↓

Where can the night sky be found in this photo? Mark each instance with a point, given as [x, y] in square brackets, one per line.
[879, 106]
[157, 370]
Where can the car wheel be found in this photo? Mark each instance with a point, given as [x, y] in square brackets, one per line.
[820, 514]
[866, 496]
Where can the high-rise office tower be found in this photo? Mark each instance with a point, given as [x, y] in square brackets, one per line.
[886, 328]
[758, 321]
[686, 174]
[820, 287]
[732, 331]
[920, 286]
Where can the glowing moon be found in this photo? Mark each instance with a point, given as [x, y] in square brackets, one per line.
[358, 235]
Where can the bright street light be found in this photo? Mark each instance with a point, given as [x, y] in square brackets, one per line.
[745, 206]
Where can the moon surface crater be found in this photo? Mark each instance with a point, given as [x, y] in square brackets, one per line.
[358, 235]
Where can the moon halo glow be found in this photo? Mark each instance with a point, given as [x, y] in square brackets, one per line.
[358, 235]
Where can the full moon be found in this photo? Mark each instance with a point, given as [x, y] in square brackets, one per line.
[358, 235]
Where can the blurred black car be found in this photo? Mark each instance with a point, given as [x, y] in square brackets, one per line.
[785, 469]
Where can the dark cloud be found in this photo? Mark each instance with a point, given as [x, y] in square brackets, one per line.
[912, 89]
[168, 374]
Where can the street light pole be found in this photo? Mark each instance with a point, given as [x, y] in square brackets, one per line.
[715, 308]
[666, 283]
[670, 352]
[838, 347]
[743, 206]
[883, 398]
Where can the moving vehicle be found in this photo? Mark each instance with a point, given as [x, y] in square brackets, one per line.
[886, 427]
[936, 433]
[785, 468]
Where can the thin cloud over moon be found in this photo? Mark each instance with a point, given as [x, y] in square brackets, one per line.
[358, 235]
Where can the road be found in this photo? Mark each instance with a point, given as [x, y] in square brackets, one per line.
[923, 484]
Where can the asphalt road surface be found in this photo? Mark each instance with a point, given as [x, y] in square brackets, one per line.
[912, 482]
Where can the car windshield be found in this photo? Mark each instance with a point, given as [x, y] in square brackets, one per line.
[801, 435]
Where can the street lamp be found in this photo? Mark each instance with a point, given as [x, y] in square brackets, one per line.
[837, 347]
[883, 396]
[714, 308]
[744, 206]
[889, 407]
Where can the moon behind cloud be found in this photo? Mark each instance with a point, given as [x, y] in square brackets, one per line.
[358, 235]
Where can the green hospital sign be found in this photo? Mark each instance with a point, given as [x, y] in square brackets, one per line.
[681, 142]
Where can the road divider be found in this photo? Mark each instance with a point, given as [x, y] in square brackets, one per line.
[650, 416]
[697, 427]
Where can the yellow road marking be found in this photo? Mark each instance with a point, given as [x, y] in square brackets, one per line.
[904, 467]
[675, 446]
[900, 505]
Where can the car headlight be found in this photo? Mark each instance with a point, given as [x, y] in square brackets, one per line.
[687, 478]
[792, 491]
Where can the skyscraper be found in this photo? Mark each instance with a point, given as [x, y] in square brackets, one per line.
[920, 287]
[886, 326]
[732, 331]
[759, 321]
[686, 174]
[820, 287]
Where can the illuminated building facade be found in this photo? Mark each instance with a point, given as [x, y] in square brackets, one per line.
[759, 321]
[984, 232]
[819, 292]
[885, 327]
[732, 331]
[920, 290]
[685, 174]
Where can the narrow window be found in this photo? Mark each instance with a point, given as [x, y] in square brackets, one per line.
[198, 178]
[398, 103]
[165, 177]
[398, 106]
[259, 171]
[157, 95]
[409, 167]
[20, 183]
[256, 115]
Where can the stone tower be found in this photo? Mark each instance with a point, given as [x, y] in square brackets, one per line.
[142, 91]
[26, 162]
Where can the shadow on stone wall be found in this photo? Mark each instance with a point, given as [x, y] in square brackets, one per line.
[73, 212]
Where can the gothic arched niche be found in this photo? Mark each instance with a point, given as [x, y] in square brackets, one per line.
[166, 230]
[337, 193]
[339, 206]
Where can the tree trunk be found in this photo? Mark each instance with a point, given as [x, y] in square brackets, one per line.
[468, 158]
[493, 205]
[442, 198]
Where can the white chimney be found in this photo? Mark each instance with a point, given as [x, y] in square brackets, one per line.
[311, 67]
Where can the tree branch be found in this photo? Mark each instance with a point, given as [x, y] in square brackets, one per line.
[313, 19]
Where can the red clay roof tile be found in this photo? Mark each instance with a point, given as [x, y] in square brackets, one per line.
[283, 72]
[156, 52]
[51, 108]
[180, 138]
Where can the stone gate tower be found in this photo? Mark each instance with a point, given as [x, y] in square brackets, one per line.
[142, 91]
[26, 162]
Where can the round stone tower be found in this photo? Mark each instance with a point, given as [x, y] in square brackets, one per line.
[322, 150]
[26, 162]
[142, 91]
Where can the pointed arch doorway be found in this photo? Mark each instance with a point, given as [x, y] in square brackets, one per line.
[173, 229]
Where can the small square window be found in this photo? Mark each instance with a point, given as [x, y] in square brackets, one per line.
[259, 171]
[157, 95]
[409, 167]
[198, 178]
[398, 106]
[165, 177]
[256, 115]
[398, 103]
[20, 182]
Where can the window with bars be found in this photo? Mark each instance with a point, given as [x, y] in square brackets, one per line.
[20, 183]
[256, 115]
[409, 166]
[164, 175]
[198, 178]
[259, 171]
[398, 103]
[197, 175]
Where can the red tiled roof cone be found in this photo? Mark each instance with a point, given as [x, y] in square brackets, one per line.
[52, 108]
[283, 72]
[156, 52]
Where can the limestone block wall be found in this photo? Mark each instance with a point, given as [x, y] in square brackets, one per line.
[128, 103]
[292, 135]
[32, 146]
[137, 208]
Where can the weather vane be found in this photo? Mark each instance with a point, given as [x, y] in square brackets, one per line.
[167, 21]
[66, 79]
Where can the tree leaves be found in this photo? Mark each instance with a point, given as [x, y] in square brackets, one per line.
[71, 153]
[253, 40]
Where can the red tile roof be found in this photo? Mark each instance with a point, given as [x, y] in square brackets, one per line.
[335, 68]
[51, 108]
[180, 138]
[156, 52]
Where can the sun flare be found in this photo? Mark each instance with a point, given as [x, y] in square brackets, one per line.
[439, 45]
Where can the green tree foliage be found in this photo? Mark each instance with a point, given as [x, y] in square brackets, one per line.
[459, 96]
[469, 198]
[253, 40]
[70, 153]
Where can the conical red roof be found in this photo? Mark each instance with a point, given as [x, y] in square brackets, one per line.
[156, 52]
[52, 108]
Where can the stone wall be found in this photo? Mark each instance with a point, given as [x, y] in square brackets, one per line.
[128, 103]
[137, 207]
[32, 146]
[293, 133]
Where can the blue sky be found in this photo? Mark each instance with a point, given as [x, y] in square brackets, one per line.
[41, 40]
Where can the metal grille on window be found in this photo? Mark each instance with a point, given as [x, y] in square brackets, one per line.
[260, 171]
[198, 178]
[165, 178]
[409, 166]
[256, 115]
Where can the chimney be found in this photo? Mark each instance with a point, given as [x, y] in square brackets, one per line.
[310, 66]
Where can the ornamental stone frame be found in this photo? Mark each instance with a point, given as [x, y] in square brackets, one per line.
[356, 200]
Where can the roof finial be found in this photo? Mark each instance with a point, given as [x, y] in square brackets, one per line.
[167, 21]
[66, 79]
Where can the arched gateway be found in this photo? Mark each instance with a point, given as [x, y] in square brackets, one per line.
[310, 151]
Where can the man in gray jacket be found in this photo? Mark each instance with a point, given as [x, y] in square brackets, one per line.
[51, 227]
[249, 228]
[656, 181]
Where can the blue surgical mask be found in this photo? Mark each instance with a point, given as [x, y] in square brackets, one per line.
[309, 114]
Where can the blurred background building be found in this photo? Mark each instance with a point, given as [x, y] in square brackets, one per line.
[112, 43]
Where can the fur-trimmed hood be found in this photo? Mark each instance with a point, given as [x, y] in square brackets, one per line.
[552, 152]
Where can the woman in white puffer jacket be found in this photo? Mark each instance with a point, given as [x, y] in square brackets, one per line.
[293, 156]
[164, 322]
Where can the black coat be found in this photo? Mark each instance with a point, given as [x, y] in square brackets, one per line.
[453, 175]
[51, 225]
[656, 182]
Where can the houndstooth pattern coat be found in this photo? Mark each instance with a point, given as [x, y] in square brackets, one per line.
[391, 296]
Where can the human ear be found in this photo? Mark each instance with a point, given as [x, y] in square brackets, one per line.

↑

Look above for the line that holds "Where can the chimney", then copy it and each line after it exactly, through the last line of the data.

> **Task solution**:
Where can the chimney be found in this photo? Mark each instance with a point, given as [x, y] in square brackets, one per line.
[310, 66]
Where can the ornamental stone frame be found in this photo? Mark each instance with a point, given as [x, y] in square brackets, one per line.
[356, 200]
Where can the roof finial be found in this photo? Mark each instance with a point, given as [x, y] in square brackets, one per line.
[167, 21]
[66, 79]
Where can the arched gateway be found in this photo? Mark each instance with a point, given as [x, y] in square brackets, one per line.
[310, 151]
Where can the man in gray jacket be found in this photo? Mark each instance with a point, given as [x, y] in square brackets, one per line.
[51, 227]
[249, 228]
[656, 181]
Where can the blue surgical mask be found in this photo? Mark each instance with a point, given as [x, y] in square brackets, one per line.
[309, 114]
Where can the blurred background building be found in this photo? Mark each instance with a point, given as [x, y] in square brackets, one per line.
[112, 43]
Where can the fur-trimmed hood be found in this photo? Mark each instance with a point, given as [x, y] in square brackets, one per line.
[552, 152]
Where can the woman in white puffer jacket be found in this photo? Mark each instance with a point, given as [x, y] in square brackets, one per line.
[293, 156]
[164, 322]
Where can the black coat be found in this photo? Mark each instance with a point, given as [x, y] in square brackets, one per line.
[453, 175]
[51, 225]
[656, 182]
Where can the houndstooth pattern coat be found in this photo? Mark each instance with a point, given as [x, y] in square brackets, one per line.
[391, 296]
Where can the human ear be found in this photo? Mark each instance with a point, given as [x, y] in square brackets, one per line.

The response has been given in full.